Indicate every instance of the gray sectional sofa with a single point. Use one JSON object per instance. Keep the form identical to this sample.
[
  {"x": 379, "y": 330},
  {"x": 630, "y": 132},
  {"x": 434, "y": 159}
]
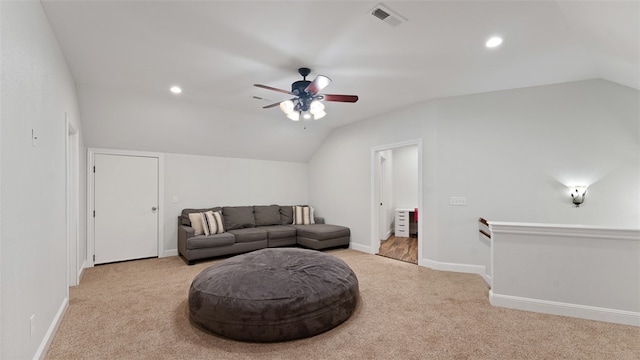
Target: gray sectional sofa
[{"x": 249, "y": 228}]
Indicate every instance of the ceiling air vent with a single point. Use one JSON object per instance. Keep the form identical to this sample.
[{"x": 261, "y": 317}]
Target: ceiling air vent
[{"x": 387, "y": 15}]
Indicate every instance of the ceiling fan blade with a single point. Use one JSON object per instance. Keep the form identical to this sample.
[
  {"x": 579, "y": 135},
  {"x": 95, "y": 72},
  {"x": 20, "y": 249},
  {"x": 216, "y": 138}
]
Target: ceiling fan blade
[
  {"x": 272, "y": 88},
  {"x": 319, "y": 83},
  {"x": 340, "y": 98},
  {"x": 272, "y": 105}
]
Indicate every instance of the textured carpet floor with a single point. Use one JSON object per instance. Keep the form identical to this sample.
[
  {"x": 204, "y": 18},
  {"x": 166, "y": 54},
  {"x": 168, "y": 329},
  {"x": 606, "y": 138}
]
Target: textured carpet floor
[{"x": 138, "y": 310}]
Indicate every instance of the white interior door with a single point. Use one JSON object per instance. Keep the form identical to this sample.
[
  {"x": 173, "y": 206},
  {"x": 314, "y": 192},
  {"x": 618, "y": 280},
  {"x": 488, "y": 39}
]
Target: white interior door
[{"x": 126, "y": 207}]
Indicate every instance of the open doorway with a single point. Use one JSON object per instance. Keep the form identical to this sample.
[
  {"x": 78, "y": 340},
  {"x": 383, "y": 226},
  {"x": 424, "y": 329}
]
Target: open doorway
[{"x": 396, "y": 201}]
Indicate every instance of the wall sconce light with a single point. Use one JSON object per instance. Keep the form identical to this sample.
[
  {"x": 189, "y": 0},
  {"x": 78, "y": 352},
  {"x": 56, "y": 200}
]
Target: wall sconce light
[{"x": 577, "y": 194}]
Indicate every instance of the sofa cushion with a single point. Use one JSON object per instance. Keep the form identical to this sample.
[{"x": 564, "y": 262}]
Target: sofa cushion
[
  {"x": 249, "y": 234},
  {"x": 267, "y": 215},
  {"x": 184, "y": 217},
  {"x": 212, "y": 223},
  {"x": 303, "y": 215},
  {"x": 286, "y": 215},
  {"x": 204, "y": 241},
  {"x": 280, "y": 232},
  {"x": 322, "y": 231},
  {"x": 238, "y": 217}
]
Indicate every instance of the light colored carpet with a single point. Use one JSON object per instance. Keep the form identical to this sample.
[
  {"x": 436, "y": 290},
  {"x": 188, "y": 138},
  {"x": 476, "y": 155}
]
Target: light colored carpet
[{"x": 138, "y": 310}]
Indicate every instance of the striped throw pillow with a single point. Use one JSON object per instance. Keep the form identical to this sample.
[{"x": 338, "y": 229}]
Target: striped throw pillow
[
  {"x": 196, "y": 223},
  {"x": 303, "y": 215},
  {"x": 212, "y": 223}
]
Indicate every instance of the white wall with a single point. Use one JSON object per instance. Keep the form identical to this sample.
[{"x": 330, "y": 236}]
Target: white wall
[
  {"x": 37, "y": 90},
  {"x": 511, "y": 153},
  {"x": 207, "y": 181},
  {"x": 405, "y": 177}
]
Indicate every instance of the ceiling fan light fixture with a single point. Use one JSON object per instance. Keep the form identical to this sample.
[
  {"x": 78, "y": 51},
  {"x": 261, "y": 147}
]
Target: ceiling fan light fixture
[
  {"x": 319, "y": 115},
  {"x": 287, "y": 107},
  {"x": 316, "y": 108},
  {"x": 494, "y": 41}
]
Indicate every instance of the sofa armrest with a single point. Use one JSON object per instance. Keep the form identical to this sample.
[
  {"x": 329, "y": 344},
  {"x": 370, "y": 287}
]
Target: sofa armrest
[{"x": 184, "y": 233}]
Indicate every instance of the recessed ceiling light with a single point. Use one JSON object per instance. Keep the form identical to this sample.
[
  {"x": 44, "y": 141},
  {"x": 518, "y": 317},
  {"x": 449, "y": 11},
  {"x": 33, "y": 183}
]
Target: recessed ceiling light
[{"x": 493, "y": 42}]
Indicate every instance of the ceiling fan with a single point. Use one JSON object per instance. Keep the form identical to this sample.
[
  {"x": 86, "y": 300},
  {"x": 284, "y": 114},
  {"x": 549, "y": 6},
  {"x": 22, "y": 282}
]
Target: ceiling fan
[{"x": 307, "y": 100}]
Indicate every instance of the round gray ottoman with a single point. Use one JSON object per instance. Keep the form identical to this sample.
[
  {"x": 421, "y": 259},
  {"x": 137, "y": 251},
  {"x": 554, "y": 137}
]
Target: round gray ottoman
[{"x": 273, "y": 295}]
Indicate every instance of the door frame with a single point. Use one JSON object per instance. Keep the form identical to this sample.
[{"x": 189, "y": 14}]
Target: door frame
[
  {"x": 91, "y": 193},
  {"x": 375, "y": 220},
  {"x": 74, "y": 265}
]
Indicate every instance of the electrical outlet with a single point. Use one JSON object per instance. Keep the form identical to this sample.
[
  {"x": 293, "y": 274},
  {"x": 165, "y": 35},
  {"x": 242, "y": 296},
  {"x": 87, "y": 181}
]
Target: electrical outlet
[{"x": 32, "y": 321}]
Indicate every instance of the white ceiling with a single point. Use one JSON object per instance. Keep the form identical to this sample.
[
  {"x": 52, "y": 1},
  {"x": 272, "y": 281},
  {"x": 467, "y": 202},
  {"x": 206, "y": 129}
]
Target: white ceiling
[{"x": 216, "y": 50}]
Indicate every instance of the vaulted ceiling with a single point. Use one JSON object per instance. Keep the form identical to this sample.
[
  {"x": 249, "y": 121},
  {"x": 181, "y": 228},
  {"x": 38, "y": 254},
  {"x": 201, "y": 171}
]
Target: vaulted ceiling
[{"x": 124, "y": 56}]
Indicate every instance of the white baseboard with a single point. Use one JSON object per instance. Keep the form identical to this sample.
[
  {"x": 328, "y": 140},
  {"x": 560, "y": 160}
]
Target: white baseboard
[
  {"x": 454, "y": 267},
  {"x": 170, "y": 252},
  {"x": 362, "y": 248},
  {"x": 566, "y": 309},
  {"x": 51, "y": 332},
  {"x": 488, "y": 280}
]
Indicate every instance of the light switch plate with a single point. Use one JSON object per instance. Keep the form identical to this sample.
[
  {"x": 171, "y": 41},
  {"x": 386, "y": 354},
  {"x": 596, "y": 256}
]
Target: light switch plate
[
  {"x": 34, "y": 138},
  {"x": 458, "y": 201}
]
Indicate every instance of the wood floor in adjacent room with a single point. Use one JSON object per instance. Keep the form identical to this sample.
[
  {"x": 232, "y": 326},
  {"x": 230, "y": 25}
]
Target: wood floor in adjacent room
[{"x": 400, "y": 248}]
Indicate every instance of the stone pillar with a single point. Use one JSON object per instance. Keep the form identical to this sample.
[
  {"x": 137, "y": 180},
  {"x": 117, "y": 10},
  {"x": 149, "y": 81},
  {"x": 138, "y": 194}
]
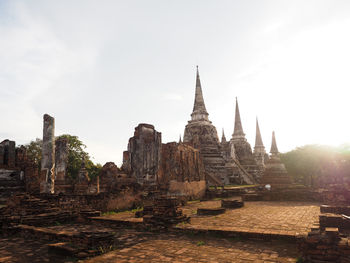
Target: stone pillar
[
  {"x": 9, "y": 158},
  {"x": 2, "y": 154},
  {"x": 48, "y": 156},
  {"x": 61, "y": 156},
  {"x": 144, "y": 154}
]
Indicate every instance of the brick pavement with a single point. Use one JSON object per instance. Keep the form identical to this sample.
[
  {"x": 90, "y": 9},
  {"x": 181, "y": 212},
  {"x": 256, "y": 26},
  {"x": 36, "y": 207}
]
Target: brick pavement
[
  {"x": 179, "y": 248},
  {"x": 17, "y": 249},
  {"x": 289, "y": 218}
]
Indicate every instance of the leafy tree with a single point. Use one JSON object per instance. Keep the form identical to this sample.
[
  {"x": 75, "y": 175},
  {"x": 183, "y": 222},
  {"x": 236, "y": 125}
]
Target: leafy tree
[
  {"x": 77, "y": 156},
  {"x": 34, "y": 151},
  {"x": 318, "y": 162}
]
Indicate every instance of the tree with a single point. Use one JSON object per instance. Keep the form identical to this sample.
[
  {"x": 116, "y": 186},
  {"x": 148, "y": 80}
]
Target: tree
[
  {"x": 34, "y": 151},
  {"x": 77, "y": 156},
  {"x": 318, "y": 162}
]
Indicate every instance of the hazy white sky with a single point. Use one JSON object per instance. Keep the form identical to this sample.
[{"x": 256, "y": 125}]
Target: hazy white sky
[{"x": 102, "y": 67}]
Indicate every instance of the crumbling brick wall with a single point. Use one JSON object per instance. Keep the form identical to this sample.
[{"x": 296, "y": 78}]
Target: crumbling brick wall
[{"x": 182, "y": 170}]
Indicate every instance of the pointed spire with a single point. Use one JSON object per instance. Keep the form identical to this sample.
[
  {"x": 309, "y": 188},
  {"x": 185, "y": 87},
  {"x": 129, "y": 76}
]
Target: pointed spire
[
  {"x": 274, "y": 149},
  {"x": 238, "y": 131},
  {"x": 199, "y": 110},
  {"x": 223, "y": 138},
  {"x": 258, "y": 139}
]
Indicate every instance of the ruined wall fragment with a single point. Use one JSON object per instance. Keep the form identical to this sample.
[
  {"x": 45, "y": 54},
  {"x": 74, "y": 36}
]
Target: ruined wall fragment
[
  {"x": 182, "y": 170},
  {"x": 144, "y": 154},
  {"x": 48, "y": 156},
  {"x": 61, "y": 158},
  {"x": 2, "y": 154}
]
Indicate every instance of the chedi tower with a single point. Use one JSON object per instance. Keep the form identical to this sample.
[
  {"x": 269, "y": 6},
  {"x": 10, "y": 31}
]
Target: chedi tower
[
  {"x": 202, "y": 134},
  {"x": 275, "y": 172}
]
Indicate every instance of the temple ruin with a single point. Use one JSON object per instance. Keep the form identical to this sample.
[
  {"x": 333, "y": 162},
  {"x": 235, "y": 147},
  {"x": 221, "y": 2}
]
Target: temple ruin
[{"x": 227, "y": 161}]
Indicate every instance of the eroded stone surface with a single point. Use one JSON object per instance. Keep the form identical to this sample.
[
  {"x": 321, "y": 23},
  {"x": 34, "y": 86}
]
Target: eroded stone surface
[
  {"x": 176, "y": 249},
  {"x": 144, "y": 150},
  {"x": 48, "y": 156}
]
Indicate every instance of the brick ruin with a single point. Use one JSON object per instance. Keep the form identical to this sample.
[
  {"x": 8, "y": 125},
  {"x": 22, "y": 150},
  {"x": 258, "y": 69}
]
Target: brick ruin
[
  {"x": 17, "y": 173},
  {"x": 225, "y": 162},
  {"x": 175, "y": 167}
]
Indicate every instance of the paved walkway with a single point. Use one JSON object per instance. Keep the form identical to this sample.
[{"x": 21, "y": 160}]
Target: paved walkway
[
  {"x": 21, "y": 250},
  {"x": 175, "y": 249},
  {"x": 291, "y": 218}
]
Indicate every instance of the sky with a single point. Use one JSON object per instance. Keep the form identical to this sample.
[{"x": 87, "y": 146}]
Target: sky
[{"x": 102, "y": 67}]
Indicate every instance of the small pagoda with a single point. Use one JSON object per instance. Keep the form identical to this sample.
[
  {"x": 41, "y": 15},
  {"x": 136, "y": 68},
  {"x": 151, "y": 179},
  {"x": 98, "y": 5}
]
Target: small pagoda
[{"x": 275, "y": 173}]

________________

- [GESTELLTE AUFGABE] Geben Sie die Einträge von der Zeile mit „Indicate every instance of the brick ruin“ bis einschließlich zum Ende der Einträge erneut wieder und benennen Sie dabei „paved walkway“ in „stone footpath“ um. Alles Übrige bleibt unverändert.

- [VOLLSTÄNDIGE ANTWORT]
Indicate every instance of the brick ruin with a single point. Use one JSON object per instance. Keep the form identical to this sample.
[
  {"x": 8, "y": 125},
  {"x": 22, "y": 150},
  {"x": 258, "y": 69}
]
Target: brick ruin
[
  {"x": 17, "y": 173},
  {"x": 225, "y": 162},
  {"x": 175, "y": 167}
]
Indicate every instance of the stone footpath with a single point. Use one JSON object per instance. Keep the form identical to this sample.
[{"x": 21, "y": 160}]
Target: stone footpath
[
  {"x": 21, "y": 250},
  {"x": 175, "y": 249},
  {"x": 291, "y": 218}
]
Indicate every instance of the sky with a single point. Use one JSON object per instance. Keep the form identical to this sample.
[{"x": 87, "y": 146}]
Target: sky
[{"x": 102, "y": 67}]
Indicate every instance of the small pagoda with a single point. Use one JSON object per instance. Keep the form identical to this sample.
[
  {"x": 41, "y": 15},
  {"x": 136, "y": 68},
  {"x": 151, "y": 179},
  {"x": 98, "y": 5}
]
Target: small pagoda
[{"x": 275, "y": 173}]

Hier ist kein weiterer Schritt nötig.